RECORDS:
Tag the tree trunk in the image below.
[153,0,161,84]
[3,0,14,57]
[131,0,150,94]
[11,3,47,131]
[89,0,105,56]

BRIEF:
From the rows above, keep only the lines that contain the word "below" and copy them out. Case counts.

RESPONSE TO THE TASK:
Tag the tree trunk in the image below.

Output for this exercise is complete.